→ Excerpted data:

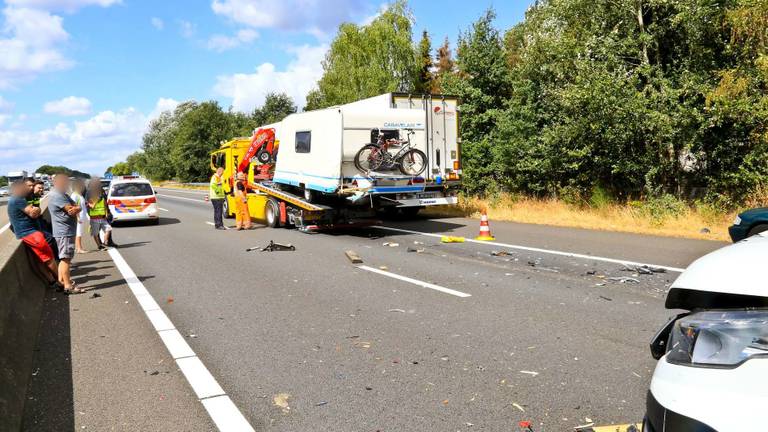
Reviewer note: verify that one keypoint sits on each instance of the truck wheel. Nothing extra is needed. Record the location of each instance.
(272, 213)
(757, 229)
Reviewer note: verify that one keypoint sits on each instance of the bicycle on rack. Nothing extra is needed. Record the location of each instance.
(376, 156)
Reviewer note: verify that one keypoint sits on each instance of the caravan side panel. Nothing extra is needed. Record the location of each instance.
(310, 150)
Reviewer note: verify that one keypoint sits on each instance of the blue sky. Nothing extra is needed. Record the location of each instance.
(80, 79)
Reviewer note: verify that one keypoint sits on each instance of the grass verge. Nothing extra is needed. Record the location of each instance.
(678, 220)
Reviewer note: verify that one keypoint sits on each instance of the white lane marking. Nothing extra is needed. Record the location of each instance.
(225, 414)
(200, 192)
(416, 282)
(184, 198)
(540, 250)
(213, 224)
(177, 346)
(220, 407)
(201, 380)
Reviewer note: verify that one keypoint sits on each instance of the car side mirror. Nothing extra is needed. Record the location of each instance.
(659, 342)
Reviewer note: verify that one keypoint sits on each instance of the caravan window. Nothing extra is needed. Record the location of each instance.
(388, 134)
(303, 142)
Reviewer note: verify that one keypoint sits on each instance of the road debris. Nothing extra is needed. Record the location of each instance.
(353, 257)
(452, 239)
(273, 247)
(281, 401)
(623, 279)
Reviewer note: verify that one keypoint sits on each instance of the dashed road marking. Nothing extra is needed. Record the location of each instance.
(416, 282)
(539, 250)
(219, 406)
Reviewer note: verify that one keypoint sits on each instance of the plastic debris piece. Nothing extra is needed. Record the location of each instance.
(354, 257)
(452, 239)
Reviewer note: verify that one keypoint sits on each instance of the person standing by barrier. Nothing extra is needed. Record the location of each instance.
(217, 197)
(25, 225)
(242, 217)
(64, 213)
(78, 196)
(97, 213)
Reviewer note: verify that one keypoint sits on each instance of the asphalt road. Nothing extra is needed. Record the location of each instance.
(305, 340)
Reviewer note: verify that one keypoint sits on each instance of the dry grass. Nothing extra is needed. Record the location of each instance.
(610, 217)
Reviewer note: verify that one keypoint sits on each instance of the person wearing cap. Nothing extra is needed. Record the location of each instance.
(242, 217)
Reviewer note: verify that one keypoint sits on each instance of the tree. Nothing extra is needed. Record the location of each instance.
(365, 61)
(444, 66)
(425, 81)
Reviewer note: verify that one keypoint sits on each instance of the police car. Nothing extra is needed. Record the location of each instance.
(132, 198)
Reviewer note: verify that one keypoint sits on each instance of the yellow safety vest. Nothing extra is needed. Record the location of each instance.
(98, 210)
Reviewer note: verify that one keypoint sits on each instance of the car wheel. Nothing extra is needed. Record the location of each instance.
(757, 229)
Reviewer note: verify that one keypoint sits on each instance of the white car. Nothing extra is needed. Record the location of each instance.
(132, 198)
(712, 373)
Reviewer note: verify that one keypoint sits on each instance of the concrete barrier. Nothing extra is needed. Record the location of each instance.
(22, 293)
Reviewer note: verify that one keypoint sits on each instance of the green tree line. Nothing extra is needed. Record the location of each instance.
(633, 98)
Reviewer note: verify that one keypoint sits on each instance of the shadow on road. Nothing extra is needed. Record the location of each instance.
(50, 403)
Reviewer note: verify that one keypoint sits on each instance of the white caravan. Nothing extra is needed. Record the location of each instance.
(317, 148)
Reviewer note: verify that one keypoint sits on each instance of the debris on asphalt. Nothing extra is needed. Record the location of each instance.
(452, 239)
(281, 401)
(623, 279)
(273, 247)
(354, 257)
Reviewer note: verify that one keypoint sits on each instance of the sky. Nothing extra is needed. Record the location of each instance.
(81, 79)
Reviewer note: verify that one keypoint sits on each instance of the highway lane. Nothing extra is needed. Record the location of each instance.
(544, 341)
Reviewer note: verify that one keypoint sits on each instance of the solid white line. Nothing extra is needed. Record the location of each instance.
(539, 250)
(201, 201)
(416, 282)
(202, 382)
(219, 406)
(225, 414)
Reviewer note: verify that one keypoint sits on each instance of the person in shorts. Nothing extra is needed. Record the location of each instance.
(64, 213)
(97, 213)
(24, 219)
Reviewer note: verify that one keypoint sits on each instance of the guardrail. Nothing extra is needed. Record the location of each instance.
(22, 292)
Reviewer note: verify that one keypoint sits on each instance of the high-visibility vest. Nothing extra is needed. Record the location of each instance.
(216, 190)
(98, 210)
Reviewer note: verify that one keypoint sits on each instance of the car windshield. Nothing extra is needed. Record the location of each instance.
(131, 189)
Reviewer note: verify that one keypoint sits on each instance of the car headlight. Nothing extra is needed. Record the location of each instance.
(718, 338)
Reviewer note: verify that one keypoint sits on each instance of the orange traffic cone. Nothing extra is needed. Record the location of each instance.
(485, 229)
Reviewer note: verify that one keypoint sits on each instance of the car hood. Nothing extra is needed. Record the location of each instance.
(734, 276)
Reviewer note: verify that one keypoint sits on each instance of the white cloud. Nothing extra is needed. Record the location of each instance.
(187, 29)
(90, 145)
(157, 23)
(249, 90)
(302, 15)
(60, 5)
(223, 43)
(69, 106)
...
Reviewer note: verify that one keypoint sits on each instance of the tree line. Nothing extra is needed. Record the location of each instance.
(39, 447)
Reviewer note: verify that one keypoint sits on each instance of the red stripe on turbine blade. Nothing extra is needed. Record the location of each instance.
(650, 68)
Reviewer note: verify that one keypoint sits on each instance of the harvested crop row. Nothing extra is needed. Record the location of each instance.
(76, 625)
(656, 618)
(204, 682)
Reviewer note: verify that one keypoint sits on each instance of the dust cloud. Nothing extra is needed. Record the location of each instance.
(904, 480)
--
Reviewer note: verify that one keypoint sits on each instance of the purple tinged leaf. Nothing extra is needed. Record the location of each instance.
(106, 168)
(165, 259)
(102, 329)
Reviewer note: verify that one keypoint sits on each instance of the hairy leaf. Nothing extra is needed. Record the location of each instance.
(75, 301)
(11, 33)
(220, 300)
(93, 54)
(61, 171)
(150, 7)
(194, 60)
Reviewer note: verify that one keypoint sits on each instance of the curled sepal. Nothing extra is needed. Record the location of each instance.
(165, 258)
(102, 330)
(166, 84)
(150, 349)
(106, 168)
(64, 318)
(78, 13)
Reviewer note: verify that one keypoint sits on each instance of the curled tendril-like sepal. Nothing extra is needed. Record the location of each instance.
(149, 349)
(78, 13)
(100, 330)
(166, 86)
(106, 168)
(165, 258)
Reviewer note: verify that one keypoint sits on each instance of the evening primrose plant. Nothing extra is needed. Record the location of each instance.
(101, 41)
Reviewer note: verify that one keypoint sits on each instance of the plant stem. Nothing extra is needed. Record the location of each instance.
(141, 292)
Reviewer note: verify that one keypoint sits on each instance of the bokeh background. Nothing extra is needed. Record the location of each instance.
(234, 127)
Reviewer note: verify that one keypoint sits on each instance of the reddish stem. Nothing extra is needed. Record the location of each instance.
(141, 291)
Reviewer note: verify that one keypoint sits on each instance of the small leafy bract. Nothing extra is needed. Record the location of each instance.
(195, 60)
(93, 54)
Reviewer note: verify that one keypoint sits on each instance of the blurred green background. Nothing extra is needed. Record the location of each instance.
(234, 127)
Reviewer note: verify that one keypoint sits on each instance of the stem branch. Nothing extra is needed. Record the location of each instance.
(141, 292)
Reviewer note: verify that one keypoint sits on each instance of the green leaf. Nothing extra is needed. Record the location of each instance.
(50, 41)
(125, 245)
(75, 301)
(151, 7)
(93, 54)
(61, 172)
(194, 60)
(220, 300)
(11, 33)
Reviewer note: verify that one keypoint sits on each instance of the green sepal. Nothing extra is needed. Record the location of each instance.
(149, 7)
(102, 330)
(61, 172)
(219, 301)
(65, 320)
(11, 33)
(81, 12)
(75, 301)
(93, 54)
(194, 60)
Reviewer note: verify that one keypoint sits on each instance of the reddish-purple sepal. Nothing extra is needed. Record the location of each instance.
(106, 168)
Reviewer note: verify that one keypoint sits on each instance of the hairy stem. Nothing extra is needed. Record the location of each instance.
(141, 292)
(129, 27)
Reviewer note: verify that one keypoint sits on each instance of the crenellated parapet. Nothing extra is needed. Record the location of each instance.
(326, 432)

→ Requirement:
Gather every line of the entries above that contains the word "curled", matching case exactly.

→ Solution for this task:
Reviewer note: verify that one keypoint sits on each instance of the curled sepal. Nothing extra is needed. Record the location of each instance.
Reviewer note: verify that one keypoint sits on each instance of the curled tendril-like sepal. Nothing extra is needed. Record the location of each instance.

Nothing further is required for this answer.